*Stated exercise 1*. Condense the paragraph of the Ellison passage below that begins "I'm sorry for him" into one or two shorter sentences, keeping its main facts.
*Stated exercise 2*. Reproduce a stretch of the Ellison passage below word for word, beginning at the words "I'm sorry for" and stopping after "reacted to it.".
*Stated exercise 3*.
Answer these questions from the Ellison passage below:
(a) What relationship did several people the writer respected have with Ellison?
(b) What has Ellison finally managed to exhaust?
(c) Which book by Chris Priest had the writer read excerpts of online?

*Excerpted text*.
------------------------------------
Perhaps there were Ellison apologists among us - one of us was particularly sanguine about getting that quote, who wasn't even one of ours, on the t-shirt - but I never was one. I had already heard the story about the gopher about it, and I did hear the *other* story about Ellison that wasn't as funny as the call at midnight one.

The fact was, we had several people we respected that were friends with him, and this is because I have listened down the ages to lots of people tell me that Ellison can be extremely generous and supportive and has been so to people in the field in the past.

I'm sorry for him. He hasn't aged well, and he's finally managed to exhaust the reservoir of good will the community had for him. The incident has indeed been useful, and I am pretty proud of how the community reacted to it.

Oh - and I had read the excerpts online of Chris Priest's The Book On The Edge Of Forever, too.

Hey Claire -- Interesting stuff here.
------------------------------------
*Record excerpts*.
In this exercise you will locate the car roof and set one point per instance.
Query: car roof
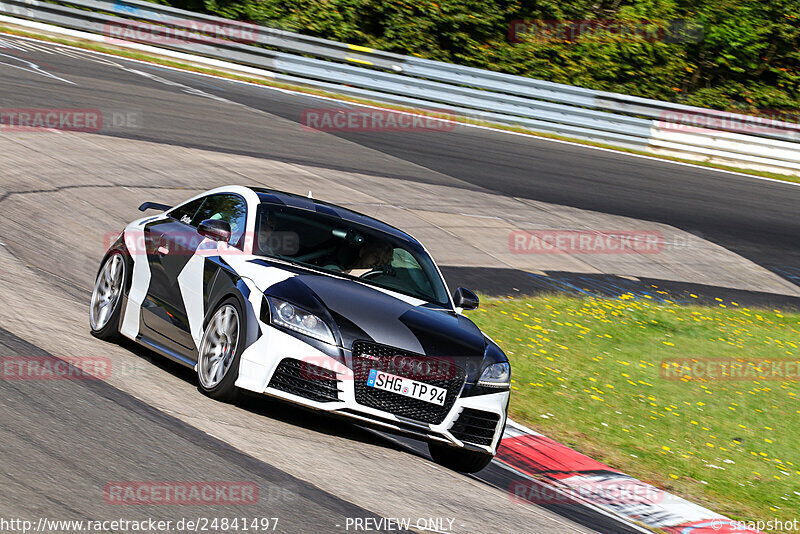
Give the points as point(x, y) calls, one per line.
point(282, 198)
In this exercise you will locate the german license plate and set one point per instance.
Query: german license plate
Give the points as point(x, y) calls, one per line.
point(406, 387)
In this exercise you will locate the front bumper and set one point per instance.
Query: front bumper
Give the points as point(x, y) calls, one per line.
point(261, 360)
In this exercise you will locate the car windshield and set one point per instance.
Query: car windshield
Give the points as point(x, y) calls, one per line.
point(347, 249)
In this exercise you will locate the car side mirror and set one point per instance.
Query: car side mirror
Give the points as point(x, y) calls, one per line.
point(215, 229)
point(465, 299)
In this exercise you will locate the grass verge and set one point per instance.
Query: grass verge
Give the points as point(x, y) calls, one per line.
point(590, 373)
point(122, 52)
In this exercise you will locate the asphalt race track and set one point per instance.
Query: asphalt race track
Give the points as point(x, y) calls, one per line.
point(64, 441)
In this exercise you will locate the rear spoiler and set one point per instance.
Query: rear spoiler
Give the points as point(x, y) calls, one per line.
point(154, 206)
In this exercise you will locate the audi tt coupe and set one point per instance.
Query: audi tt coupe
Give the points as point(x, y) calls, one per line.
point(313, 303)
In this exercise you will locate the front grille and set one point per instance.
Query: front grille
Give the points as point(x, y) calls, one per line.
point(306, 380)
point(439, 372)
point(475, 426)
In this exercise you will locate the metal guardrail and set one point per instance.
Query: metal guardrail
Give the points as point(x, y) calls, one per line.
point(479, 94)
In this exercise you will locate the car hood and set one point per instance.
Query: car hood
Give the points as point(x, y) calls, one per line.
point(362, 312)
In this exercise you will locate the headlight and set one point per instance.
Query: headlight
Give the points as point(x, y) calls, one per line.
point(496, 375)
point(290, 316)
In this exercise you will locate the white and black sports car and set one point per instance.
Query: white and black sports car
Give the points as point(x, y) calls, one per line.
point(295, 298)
------------------------------------
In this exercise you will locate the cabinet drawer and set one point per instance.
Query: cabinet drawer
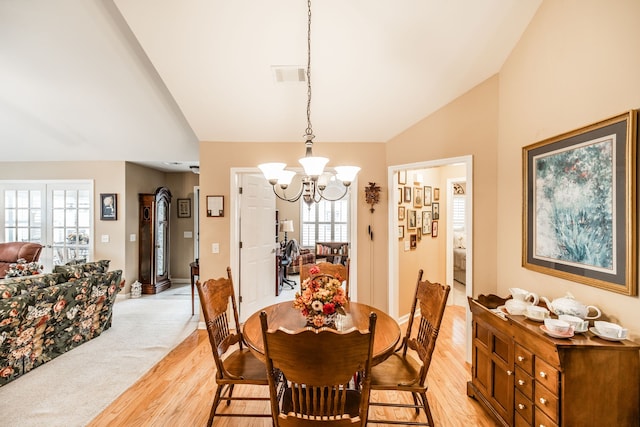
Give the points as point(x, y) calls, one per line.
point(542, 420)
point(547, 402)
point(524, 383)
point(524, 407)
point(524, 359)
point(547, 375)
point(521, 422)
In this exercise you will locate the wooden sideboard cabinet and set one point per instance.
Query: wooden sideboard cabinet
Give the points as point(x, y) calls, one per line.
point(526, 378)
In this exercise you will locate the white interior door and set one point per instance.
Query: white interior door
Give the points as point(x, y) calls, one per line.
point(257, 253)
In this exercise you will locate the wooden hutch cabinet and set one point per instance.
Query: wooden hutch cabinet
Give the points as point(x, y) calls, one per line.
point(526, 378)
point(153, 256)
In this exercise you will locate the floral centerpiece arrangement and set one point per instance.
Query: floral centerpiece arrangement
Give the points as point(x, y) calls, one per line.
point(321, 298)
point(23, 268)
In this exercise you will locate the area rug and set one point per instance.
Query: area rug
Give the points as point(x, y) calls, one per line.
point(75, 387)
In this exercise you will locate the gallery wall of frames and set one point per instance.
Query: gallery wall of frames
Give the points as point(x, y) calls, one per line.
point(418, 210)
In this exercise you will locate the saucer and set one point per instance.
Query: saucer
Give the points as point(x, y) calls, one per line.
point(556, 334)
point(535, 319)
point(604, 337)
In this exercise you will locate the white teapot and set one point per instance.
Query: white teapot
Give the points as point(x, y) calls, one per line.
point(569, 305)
------------------------------------
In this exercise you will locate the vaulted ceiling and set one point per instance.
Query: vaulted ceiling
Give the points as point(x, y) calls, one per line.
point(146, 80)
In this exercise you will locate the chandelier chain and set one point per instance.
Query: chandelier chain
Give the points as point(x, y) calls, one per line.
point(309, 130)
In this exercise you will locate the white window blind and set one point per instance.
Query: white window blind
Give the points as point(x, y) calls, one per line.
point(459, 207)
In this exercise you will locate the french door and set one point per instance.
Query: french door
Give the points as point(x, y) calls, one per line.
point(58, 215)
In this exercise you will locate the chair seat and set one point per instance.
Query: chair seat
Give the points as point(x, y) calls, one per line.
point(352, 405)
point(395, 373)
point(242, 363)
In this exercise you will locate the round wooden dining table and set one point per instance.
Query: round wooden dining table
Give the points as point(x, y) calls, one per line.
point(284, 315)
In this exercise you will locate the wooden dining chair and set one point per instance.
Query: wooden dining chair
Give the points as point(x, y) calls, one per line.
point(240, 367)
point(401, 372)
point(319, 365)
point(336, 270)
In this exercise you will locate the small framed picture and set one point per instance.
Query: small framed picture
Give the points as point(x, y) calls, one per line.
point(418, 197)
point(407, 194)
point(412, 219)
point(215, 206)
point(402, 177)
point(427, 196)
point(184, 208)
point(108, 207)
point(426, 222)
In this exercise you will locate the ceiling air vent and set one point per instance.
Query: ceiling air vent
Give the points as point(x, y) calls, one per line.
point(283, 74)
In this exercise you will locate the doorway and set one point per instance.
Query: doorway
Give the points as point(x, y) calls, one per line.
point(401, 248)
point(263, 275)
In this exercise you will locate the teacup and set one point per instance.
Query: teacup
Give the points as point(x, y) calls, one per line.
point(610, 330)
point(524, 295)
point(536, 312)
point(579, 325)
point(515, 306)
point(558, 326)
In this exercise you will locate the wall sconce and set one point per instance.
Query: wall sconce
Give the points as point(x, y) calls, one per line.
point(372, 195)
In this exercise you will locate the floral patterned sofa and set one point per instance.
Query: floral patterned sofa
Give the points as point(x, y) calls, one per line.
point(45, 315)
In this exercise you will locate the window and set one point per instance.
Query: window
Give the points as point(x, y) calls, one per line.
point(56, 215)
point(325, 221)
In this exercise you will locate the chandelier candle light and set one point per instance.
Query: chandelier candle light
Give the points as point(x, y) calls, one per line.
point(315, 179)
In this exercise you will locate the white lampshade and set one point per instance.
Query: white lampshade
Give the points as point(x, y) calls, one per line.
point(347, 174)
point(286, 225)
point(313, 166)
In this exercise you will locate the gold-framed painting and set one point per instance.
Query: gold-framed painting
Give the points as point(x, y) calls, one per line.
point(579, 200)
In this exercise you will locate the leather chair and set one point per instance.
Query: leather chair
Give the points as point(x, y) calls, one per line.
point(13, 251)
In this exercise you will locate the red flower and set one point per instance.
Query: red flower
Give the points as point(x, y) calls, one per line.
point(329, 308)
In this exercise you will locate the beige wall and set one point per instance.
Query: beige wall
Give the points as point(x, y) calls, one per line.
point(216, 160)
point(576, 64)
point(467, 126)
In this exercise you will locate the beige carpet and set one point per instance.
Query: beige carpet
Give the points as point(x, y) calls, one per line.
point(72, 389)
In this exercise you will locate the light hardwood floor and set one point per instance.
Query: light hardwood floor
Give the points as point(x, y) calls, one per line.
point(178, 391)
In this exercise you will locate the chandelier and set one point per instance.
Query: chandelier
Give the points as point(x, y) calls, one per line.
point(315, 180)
------------------------------------
*Response 1*. The writer pities him: he has aged badly and has finally used up the community's goodwill toward him. The incident proved useful, and the writer is proud of how the community responded.

*Response 2*.
I'm sorry for him. He hasn't aged well, and he's finally managed to exhaust the reservoir of good will the community had for him. The incident has indeed been useful, and I am pretty proud of how the community reacted to it.

*Response 3*.
(a) They were friends with him.
(b) The reservoir of good will the community had for him.
(c) The Book On The Edge Of Forever.